(Working data begins)

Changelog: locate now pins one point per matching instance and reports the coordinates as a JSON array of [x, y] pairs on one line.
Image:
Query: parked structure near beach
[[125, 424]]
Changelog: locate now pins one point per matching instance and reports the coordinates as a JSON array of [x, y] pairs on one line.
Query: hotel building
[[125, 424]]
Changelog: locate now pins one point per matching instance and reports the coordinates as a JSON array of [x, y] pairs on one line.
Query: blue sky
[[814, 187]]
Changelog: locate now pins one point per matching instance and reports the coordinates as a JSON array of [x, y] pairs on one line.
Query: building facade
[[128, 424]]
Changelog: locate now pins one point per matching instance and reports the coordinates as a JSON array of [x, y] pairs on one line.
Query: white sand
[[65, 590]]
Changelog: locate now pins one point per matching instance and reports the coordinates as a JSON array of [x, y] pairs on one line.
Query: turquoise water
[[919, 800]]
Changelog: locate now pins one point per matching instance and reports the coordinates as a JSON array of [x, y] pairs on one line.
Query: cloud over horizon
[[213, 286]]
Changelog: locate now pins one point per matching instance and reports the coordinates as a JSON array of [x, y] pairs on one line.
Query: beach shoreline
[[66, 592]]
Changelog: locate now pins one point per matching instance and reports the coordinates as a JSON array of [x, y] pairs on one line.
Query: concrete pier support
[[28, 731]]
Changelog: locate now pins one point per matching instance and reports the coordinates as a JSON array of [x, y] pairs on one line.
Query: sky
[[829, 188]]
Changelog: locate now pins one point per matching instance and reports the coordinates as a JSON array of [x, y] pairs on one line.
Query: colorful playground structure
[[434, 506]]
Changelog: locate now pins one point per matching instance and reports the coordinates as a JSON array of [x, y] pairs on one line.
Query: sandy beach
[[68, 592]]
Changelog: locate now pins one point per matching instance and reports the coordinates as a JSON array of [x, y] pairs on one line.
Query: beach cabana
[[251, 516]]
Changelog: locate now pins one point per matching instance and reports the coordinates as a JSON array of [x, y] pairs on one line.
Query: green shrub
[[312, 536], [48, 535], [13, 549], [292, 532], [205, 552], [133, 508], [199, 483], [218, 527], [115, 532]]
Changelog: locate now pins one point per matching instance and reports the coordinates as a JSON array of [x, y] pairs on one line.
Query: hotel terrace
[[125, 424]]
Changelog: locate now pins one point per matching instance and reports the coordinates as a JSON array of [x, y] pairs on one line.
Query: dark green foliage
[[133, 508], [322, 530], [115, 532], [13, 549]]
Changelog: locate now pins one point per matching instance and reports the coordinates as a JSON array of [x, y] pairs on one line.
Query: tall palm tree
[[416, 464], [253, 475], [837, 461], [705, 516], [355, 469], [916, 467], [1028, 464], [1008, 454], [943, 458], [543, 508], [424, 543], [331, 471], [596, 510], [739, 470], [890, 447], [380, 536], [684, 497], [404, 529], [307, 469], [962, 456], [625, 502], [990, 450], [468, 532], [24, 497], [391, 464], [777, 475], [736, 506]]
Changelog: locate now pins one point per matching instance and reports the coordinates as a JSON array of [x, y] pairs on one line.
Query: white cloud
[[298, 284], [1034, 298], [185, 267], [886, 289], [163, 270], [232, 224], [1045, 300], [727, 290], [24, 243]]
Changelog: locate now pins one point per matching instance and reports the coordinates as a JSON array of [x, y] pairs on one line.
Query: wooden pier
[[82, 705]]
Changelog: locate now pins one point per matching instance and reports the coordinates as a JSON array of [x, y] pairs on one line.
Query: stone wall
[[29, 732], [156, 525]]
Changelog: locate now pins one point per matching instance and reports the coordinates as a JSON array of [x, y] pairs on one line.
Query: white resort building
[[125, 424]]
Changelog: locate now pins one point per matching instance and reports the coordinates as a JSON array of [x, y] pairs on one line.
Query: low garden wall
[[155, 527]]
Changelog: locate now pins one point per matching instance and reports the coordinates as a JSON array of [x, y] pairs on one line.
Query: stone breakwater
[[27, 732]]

(Working data ends)

**Exercise directions:** Each line in the listing is to be returned exactly.

**Result for this task:**
Changelog: locate now pins one point per matching instance and reports the coordinates as a JSON array of [x, y] pairs on one line.
Image:
Query: parked structure near beach
[[125, 424]]
Changelog: locate now pins one point per matching instance and reports the coordinates as a JSON array of [x, y] pairs on one line.
Query: hotel building
[[125, 424]]
Changelog: locate now pins one point per matching instance and reports the coordinates as a JSON array of [x, y] pairs on one line.
Query: blue sky
[[814, 187]]
Changelog: locate now pins one point per matching instance and reports the coordinates as a JSON array of [x, y] pairs on one line.
Query: building facade
[[128, 424]]
Changelog: locate now pins one point per matching instance and reports the coordinates as a JSON array of [x, y] pairs on one line.
Query: white sand
[[65, 590]]
Changelog: locate now pins one point per matching instance and reports the coordinates as a JSON array of [x, y] pairs on one line.
Query: turquoise water
[[919, 800]]
Changelog: locate now pins one point per matching instance and reports the coordinates as a JSON array of [x, y] pairs on one line.
Query: cloud over horizon
[[213, 286]]
Changelog: locate now pins one point per matching instance and reports the coordinates as a JSON array of [x, y] pairs on one line.
Query: beach shoreline
[[66, 592]]
Changelog: locate now pins one point per matching instance and reports the coordinates as a JSON array of [x, y] pairs on one line.
Query: concrete pier support
[[28, 731]]
Changelog: locate now pins one point per matching instance and reports the coordinates as a JSON array of [x, y] pairs on one line.
Query: sky
[[829, 188]]
Changelog: locate now pins one point per matching instance and reports the coordinates as a JSON array of [x, y] pairs on one line.
Query: colorful playground structure
[[434, 506]]
Changelog: locate now pins one point per matching instance and reports the coordinates as a JSON array of [x, y] pairs on one line.
Query: sandy beach
[[68, 592]]
Changelog: locate now pins one point per matching instance and reports the coordinates as a JSON array of [x, y] pairs on one line.
Query: beach cabana
[[251, 516]]
Changelog: locate now pins one point per matching instance and reports the coordinates as a JSON array of [x, y] pairs on one line.
Query: green shrub
[[312, 536], [48, 535], [13, 549], [292, 532], [205, 552], [133, 508], [199, 483], [218, 527], [115, 532]]
Changelog: locate now pins one point per matching instance and reports the coordinates as a JSON array of [x, y] pairs on one line.
Query: hotel terrace
[[125, 424]]
Changelog: locate now pins one point per matching instance and reports the coordinates as a JSON array of [x, y] pairs on one line.
Query: dark green foliage
[[133, 508], [322, 530], [115, 532], [13, 549]]
Changelog: locate now pins one point per matching instance and reports the coordinates as a JSON array of [x, y] pairs on one line.
Query: tall palm tree
[[416, 464], [253, 475], [837, 461], [705, 516], [355, 469], [916, 467], [1028, 464], [1008, 454], [943, 458], [543, 508], [424, 543], [331, 471], [596, 510], [739, 470], [890, 447], [380, 536], [684, 497], [404, 529], [307, 469], [962, 456], [625, 502], [990, 450], [468, 532], [24, 497], [391, 464], [777, 475], [736, 506]]
Changelog: locate now pins one point per matching instance and reports the coordinates as a JSON array of [x, y] pairs on one line.
Query: white cloud
[[298, 284], [1034, 298], [185, 267], [886, 289], [163, 270], [232, 224], [1045, 300], [727, 290], [24, 243]]
Changelog: locate now pins one point per matching instance and reports the coordinates as a JSON array of [x, y] pairs on one line.
Query: wooden pier
[[82, 705]]
Changelog: locate now pins one point per matching instance and reports the coordinates as a JSON array of [x, y] pairs on one line.
Query: stone wall
[[29, 732], [156, 525]]
Changelog: locate now pins one point per matching instance and reports the coordinates as a JSON array of [x, y] pairs on one line.
Query: white resort building
[[125, 424]]
Changelog: locate now pins one point per matching instance and reports the coordinates as a JSON array of [x, y] pairs on one line.
Query: low garden wall
[[155, 527]]
Changelog: locate now pins one point per matching instance and reports the coordinates as a JSON array of [x, y] pairs on one line.
Query: stone breakwater
[[27, 732]]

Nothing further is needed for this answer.